Required task: Tally the lines in the records below that contain the string "bumper". Give only the number.

Coordinate annotation records
▬▬▬

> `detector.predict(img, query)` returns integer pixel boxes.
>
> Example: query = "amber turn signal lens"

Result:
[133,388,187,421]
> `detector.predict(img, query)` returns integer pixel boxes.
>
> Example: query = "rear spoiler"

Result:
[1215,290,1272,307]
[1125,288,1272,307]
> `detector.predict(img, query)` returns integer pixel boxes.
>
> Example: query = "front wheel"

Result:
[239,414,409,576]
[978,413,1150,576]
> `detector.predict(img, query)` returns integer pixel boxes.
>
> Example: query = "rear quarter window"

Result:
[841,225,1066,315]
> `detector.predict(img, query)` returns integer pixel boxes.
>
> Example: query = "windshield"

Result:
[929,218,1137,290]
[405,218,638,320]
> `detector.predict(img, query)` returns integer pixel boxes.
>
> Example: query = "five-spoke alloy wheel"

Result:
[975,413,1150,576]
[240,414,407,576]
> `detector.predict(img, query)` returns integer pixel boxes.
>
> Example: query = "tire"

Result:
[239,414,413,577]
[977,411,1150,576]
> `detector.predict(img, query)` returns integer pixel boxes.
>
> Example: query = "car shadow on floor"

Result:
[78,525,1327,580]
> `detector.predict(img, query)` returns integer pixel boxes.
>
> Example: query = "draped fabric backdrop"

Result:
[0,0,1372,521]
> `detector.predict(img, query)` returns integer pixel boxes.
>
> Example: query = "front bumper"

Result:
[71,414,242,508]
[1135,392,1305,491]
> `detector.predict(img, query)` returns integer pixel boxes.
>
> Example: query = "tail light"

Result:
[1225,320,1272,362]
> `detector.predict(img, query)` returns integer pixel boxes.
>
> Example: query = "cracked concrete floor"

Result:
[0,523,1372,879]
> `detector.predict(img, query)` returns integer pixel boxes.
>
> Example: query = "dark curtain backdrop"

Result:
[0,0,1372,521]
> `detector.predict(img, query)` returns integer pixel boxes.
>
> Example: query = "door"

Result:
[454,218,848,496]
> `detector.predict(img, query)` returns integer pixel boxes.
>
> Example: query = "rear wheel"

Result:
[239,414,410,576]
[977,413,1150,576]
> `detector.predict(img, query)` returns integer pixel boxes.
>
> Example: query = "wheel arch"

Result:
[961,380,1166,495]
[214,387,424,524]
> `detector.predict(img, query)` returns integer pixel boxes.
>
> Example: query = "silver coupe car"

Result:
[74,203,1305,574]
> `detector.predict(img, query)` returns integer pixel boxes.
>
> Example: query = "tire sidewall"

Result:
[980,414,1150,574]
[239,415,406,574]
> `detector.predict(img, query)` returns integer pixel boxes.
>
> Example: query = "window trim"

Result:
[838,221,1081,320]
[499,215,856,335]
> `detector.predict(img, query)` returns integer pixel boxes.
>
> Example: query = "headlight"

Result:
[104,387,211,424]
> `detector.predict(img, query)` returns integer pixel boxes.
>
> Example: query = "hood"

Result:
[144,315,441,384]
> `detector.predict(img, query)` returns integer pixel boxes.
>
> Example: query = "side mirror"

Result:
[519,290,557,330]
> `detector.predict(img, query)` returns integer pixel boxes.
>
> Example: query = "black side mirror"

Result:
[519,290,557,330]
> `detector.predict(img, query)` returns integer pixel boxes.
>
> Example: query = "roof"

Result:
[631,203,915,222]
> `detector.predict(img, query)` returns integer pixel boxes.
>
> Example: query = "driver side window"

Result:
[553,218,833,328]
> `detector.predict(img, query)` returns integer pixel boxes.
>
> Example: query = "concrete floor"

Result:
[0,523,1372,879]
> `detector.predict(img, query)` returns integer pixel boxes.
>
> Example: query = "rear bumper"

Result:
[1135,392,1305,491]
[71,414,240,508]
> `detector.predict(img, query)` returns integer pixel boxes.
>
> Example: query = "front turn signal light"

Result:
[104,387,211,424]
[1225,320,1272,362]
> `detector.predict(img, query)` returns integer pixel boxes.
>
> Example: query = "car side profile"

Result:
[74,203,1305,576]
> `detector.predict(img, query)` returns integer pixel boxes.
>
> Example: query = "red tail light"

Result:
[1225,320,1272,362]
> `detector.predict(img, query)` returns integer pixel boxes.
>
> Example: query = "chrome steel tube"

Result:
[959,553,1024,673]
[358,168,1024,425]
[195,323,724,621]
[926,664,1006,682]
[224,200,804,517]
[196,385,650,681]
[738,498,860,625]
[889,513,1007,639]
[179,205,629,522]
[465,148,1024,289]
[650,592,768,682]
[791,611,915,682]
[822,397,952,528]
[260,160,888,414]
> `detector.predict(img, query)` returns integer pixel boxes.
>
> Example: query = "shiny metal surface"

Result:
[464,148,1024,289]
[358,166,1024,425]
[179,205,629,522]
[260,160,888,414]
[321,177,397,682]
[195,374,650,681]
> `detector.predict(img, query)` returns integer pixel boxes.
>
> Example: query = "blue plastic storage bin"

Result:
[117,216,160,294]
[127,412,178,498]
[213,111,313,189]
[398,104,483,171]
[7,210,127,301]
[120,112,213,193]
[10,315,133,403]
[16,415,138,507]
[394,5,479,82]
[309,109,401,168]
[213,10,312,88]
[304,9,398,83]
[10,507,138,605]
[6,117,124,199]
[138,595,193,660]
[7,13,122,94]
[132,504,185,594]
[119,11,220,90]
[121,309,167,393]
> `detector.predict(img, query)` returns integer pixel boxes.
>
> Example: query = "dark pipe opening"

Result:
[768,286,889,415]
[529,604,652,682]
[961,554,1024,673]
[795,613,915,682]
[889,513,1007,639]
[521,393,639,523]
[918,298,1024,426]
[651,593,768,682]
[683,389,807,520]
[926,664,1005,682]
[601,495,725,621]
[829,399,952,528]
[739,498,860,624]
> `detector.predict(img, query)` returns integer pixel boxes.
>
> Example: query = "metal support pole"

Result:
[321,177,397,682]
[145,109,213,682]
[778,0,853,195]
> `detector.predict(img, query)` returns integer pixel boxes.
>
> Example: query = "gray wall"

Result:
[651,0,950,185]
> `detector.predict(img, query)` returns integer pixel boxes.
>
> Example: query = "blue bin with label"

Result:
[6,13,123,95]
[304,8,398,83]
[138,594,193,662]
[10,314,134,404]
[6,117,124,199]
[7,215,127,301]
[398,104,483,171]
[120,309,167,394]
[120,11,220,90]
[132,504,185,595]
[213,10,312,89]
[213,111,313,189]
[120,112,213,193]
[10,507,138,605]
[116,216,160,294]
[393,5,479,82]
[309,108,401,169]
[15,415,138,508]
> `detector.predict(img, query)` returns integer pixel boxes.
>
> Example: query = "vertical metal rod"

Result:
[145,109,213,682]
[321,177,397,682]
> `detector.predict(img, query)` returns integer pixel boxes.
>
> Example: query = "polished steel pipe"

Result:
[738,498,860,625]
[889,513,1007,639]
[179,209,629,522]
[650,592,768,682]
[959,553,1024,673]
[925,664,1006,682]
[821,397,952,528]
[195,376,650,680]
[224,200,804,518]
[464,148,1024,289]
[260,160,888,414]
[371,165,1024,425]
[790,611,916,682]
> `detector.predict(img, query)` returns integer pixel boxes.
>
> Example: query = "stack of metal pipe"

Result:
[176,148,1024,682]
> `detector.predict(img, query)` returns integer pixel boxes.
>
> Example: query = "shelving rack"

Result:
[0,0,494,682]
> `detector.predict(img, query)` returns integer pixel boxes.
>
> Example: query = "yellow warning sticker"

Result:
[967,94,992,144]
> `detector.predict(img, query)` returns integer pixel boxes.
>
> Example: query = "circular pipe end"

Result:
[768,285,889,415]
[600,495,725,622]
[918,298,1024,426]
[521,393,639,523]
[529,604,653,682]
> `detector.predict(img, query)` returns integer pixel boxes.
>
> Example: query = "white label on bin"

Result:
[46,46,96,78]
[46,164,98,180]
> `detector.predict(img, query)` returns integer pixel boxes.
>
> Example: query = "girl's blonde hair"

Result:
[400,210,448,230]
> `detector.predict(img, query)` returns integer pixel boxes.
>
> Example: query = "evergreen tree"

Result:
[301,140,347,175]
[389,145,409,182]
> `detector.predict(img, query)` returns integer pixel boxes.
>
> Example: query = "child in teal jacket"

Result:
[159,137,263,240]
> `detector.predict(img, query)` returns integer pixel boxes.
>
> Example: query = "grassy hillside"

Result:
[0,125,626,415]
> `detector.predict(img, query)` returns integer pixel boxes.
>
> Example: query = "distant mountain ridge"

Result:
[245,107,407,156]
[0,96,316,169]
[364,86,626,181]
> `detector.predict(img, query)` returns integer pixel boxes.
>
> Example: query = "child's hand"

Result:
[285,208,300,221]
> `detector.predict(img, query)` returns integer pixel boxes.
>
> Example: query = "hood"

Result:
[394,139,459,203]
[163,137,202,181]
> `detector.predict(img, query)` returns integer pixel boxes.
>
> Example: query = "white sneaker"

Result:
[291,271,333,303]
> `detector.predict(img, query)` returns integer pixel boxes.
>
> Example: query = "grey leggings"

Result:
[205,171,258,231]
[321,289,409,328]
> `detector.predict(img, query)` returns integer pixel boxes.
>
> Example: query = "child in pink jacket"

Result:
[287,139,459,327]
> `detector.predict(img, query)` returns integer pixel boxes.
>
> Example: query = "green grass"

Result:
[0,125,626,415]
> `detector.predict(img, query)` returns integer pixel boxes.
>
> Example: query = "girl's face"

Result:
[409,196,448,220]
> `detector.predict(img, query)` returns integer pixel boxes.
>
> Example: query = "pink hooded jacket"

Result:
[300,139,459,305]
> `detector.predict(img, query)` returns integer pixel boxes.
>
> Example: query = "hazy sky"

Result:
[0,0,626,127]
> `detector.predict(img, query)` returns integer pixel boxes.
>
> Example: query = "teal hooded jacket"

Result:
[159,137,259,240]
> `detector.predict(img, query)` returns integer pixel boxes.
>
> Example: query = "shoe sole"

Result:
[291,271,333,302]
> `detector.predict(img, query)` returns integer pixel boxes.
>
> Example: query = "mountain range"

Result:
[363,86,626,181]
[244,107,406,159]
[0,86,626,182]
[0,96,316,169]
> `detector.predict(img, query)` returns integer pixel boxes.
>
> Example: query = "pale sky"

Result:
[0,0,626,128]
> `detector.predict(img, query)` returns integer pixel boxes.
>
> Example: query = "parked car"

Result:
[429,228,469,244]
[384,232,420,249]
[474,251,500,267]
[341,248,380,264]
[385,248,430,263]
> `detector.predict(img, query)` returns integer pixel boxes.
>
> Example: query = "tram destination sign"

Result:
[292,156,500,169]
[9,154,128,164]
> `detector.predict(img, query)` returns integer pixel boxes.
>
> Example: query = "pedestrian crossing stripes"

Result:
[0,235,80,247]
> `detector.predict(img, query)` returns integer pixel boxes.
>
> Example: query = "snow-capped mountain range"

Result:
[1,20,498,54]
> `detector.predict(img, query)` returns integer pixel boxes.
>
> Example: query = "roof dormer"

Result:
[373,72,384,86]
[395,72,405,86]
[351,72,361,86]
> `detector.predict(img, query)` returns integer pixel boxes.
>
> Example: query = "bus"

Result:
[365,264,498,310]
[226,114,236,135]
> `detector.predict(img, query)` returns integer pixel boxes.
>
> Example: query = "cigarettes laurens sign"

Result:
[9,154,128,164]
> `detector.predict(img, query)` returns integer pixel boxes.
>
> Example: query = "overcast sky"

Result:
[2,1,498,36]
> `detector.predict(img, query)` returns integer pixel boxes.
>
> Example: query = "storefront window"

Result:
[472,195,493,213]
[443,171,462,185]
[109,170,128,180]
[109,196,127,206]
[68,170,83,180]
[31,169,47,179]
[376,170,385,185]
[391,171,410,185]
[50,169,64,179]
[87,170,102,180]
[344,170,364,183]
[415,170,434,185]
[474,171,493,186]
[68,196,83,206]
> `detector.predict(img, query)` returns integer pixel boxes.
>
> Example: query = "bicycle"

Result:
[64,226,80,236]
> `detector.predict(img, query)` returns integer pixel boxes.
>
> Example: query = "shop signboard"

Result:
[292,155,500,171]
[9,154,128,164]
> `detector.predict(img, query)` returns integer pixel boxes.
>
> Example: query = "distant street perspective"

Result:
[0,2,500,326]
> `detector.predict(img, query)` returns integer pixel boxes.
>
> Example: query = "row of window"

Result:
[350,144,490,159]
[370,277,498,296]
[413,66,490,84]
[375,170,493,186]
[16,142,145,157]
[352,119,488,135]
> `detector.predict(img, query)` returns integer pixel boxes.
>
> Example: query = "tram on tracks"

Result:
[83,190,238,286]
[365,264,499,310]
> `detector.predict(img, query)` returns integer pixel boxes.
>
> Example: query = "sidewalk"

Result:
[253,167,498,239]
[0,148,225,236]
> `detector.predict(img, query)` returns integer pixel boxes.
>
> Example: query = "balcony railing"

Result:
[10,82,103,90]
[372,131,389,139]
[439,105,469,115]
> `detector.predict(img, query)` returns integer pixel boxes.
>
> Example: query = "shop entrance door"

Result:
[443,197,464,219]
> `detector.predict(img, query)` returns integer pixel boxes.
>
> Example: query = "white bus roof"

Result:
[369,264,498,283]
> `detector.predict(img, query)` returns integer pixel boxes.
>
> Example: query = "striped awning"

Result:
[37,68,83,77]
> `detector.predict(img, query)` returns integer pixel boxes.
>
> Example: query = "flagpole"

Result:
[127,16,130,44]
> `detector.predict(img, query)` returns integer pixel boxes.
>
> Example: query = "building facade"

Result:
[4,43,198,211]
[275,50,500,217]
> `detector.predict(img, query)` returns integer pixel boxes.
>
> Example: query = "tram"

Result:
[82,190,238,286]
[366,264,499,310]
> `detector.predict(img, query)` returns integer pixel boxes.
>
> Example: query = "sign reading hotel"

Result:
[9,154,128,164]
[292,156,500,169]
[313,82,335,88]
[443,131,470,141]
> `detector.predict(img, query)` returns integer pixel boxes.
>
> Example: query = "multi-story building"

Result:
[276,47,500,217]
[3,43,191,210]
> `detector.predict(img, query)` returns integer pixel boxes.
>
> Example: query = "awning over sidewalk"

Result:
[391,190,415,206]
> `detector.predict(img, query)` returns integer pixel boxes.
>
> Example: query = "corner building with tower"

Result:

▬▬▬

Exercise result: 2